> _SELECTED EXTRACT_:
• • •
# A new day is coming...



## Brown Hornet (Aug 8, 2002)

As I have hinted....I am going away from the setup that I have been shooting for the past three seasons. I loved that camo Katera XL. It served me well. New PBs in field with it over and over. Shot it great indoors when I shot indoors....but I was missing something...

So both bows went on the market....still have the camo one for now...but a swap has been made on the black one 

Pieces have started arriving for the complete transition...I got the 1st package yesterday :thumb:









The big box should be here Saturday. :clap: and the package with the string material should be here hopefully next week so I can get to building. 

It's gonna be a fun year in 2013...


Sent from my iPhone using Tapatalk


----------



## Brown Hornet (Aug 8, 2002)

you guys are running scared already........


----------



## wolfman_73 (Mar 7, 2005)

Guessin you gonna frankenhoyt something. Not sure it matters. I've heard you are a man of some merit so im thinkin it may not matter if its stick or not it'll kill spots for ya! Can't wait to see the finished piece tho.


----------



## Brown Hornet (Aug 8, 2002)

Well it isn't gonna be a Franken bow....just a plain old regular bow. Just getting away from the 35" bows I have been shooting. I can't wait :clap:


----------



## toyrunner (Jun 26, 2006)

ProElite XT2000 limbs and spirals?
• • •
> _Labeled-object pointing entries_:
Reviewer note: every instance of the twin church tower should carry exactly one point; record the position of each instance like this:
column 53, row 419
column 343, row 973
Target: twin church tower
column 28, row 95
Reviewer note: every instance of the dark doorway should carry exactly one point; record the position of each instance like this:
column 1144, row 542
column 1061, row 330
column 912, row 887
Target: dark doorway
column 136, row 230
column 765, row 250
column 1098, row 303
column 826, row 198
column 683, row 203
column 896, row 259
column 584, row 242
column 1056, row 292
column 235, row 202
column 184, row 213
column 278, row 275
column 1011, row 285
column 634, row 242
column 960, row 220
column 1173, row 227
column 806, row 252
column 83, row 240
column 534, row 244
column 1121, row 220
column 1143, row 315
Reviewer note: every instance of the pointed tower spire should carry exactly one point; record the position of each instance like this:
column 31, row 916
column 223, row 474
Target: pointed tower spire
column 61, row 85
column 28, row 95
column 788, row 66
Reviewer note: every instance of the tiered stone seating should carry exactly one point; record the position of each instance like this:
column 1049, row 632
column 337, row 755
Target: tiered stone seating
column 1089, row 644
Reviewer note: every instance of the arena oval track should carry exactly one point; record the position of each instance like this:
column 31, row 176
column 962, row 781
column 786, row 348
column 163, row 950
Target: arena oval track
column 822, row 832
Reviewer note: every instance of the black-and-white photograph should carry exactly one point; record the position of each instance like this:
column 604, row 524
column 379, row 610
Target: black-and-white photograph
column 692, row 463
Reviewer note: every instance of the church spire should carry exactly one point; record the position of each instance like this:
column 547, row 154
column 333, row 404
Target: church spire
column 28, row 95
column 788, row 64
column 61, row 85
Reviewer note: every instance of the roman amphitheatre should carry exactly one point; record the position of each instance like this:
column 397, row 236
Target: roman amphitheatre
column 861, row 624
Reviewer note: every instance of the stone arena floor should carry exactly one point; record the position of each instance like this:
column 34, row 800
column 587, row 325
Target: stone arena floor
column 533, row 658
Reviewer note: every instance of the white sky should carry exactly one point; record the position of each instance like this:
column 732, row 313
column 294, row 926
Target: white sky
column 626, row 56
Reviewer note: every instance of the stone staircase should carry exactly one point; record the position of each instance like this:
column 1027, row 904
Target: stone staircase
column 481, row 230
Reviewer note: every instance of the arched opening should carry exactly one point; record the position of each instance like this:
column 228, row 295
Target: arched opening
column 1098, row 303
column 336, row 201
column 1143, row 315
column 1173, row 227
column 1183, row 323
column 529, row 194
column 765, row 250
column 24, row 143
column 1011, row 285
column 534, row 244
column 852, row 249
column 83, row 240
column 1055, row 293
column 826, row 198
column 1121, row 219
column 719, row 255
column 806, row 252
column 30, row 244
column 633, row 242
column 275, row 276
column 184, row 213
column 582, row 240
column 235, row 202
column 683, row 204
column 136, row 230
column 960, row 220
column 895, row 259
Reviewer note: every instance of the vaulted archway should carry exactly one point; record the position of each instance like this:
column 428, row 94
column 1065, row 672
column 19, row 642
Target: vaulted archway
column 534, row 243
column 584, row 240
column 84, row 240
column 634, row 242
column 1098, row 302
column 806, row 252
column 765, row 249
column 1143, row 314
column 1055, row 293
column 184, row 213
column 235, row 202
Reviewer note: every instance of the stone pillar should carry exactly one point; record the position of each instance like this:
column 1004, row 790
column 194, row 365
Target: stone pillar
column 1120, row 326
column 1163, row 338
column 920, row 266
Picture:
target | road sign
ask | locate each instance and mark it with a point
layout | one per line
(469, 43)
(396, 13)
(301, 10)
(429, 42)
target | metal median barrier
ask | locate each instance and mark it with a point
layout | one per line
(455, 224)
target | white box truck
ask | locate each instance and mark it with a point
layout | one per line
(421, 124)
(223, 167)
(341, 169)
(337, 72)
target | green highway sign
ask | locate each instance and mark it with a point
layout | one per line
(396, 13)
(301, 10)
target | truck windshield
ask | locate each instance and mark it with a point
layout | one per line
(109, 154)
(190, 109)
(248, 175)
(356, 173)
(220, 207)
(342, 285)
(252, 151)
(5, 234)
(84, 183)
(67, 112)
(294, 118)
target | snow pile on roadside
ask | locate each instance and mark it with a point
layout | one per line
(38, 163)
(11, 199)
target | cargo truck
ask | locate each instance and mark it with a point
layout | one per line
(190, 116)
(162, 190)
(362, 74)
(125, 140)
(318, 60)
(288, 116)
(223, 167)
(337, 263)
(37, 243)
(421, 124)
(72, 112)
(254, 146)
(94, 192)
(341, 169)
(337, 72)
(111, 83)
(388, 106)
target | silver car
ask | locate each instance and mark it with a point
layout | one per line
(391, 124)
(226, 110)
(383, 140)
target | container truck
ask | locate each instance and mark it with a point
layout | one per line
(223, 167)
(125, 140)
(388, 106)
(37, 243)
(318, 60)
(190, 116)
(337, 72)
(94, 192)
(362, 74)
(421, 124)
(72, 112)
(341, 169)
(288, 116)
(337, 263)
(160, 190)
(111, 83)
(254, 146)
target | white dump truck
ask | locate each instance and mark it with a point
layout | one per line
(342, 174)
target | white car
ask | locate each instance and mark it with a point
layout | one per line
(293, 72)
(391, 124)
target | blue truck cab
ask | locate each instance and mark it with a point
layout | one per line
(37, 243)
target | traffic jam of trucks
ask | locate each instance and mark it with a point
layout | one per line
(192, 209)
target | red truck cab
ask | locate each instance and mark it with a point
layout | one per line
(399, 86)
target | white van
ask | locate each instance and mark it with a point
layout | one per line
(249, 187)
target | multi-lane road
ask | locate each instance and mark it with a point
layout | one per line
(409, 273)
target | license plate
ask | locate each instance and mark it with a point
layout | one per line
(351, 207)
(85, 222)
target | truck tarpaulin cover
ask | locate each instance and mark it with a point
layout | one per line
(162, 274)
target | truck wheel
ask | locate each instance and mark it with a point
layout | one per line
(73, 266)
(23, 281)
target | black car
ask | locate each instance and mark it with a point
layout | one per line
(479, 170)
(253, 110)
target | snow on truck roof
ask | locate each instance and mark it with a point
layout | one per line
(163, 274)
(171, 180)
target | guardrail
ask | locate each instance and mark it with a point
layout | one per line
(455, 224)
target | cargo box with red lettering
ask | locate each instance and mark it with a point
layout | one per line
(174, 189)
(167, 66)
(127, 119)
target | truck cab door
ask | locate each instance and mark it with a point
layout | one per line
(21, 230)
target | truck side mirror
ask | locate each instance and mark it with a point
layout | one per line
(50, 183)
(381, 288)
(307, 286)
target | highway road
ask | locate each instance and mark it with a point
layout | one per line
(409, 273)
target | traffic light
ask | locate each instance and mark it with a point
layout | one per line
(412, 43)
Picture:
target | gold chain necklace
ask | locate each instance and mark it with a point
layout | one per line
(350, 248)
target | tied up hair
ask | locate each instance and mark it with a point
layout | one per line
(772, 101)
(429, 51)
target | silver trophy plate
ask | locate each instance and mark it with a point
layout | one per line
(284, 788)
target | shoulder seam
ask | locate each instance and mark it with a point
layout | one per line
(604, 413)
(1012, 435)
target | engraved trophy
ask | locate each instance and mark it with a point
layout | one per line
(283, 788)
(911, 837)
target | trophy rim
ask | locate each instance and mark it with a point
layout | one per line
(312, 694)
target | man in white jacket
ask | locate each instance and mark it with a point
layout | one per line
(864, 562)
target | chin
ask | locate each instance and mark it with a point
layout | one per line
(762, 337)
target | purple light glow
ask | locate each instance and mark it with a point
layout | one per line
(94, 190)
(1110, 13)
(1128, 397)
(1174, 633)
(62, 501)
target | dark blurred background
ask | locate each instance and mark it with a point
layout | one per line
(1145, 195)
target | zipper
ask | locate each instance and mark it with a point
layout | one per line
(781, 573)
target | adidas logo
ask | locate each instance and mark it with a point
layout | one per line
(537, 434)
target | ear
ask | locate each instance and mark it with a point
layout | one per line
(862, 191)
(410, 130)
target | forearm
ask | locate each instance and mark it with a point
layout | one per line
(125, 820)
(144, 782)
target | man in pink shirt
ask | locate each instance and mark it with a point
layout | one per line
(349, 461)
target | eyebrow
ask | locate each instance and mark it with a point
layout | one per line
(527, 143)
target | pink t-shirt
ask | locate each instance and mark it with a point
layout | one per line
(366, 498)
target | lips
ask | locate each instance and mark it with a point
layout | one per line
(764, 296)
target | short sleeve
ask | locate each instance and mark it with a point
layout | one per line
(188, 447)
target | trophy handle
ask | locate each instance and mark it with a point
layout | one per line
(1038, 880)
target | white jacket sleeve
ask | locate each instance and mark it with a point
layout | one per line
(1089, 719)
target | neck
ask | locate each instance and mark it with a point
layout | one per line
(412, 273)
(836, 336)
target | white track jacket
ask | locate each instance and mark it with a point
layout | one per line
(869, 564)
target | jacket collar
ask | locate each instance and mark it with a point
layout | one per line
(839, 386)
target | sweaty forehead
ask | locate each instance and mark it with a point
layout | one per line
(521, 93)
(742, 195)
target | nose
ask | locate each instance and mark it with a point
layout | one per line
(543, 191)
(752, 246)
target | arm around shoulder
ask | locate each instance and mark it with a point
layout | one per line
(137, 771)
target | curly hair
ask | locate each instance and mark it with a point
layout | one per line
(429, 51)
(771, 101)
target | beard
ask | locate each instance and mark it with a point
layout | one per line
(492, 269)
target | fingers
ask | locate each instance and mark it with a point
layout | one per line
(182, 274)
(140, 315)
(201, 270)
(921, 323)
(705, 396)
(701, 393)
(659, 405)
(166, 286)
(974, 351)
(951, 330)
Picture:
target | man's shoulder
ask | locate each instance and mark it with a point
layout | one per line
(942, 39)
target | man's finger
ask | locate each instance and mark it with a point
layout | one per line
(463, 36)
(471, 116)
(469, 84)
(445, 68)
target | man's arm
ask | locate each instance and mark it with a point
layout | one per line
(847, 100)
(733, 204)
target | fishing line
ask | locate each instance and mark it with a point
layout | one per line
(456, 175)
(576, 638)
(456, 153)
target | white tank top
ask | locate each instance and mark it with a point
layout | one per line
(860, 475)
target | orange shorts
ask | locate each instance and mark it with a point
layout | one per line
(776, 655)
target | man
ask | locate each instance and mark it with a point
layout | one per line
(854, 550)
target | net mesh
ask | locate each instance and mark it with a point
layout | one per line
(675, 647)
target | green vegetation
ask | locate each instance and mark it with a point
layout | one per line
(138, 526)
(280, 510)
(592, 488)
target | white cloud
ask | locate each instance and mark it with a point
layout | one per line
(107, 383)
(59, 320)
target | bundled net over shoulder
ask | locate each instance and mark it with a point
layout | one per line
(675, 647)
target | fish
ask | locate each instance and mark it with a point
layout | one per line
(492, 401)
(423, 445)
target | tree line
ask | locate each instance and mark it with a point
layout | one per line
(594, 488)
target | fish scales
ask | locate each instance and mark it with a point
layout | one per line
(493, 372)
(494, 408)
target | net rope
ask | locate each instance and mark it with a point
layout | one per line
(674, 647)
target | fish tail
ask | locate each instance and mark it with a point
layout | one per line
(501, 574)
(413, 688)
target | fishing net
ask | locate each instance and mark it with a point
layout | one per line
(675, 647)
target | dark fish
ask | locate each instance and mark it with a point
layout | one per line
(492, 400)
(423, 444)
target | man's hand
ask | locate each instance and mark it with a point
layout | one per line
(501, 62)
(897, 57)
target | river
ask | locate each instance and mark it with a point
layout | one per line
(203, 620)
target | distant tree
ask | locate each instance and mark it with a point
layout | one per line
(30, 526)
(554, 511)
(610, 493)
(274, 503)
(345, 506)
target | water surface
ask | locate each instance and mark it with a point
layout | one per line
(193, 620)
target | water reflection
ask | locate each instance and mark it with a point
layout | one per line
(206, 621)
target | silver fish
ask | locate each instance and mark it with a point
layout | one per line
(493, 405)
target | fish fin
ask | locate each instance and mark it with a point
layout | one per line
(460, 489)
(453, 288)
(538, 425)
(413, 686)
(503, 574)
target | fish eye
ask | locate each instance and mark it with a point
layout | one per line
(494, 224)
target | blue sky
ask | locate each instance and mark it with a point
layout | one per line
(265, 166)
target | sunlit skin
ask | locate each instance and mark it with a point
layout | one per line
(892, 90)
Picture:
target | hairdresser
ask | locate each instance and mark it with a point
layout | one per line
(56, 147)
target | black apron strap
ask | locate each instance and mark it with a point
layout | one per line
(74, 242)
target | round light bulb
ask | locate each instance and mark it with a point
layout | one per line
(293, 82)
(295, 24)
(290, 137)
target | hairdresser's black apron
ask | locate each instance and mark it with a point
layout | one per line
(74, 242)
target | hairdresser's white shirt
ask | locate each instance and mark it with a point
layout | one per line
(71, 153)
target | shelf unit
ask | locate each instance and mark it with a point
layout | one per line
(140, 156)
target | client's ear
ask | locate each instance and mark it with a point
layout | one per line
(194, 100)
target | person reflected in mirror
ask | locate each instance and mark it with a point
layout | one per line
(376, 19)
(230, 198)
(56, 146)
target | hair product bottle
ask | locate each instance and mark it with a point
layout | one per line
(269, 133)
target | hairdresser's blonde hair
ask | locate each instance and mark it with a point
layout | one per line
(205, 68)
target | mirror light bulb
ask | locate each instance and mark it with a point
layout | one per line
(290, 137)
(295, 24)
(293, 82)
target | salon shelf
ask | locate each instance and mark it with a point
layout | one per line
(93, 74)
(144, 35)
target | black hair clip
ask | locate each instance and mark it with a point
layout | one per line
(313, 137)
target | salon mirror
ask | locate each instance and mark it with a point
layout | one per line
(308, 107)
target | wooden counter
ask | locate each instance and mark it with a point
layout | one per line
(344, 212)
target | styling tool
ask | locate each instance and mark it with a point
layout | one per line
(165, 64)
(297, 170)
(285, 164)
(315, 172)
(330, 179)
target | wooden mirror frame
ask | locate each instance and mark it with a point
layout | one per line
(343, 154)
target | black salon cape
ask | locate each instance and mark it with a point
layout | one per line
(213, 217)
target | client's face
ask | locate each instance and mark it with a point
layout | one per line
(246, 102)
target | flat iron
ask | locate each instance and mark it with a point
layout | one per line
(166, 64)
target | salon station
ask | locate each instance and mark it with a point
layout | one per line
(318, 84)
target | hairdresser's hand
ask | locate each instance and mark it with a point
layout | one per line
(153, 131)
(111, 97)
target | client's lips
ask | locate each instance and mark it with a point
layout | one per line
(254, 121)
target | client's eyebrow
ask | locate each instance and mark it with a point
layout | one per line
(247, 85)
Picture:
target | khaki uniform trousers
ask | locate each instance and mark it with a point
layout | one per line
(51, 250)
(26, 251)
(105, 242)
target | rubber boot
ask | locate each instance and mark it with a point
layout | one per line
• • •
In the thread, why did Brown Hornet put both bows on the market? Answer in one to three sentences. Answer using only the thread.

> _TASK RESULT_: He was moving away from the setup he had shot for the past three seasons. He loved the camo Katera XL and set new PBs with it, but he felt he "was missing something."